----- Dataset records -----

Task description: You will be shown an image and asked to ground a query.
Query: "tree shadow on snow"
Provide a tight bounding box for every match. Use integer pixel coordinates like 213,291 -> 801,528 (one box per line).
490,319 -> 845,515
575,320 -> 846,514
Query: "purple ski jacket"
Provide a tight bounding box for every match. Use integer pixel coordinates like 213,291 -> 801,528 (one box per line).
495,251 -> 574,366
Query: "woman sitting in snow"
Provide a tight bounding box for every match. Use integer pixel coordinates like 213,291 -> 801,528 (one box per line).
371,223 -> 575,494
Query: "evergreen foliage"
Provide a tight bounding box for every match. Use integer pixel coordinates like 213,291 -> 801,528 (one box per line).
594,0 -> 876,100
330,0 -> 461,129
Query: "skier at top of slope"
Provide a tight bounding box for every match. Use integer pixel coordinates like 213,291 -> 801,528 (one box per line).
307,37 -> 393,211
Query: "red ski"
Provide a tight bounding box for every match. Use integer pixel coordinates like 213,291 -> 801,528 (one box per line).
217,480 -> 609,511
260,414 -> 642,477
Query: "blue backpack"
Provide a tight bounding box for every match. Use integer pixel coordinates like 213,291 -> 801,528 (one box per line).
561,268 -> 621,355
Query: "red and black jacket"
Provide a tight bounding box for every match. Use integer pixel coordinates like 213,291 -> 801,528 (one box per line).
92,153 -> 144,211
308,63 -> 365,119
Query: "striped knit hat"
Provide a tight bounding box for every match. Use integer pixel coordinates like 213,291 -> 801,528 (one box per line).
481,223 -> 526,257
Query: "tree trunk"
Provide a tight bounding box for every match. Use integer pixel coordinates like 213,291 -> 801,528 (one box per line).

-----

Your goal ->
Among the lines of the listing above, which ones hold "snow"? Copy them.

Written response ->
Query: "tree shadow on snow"
Query: "woman sitting in snow"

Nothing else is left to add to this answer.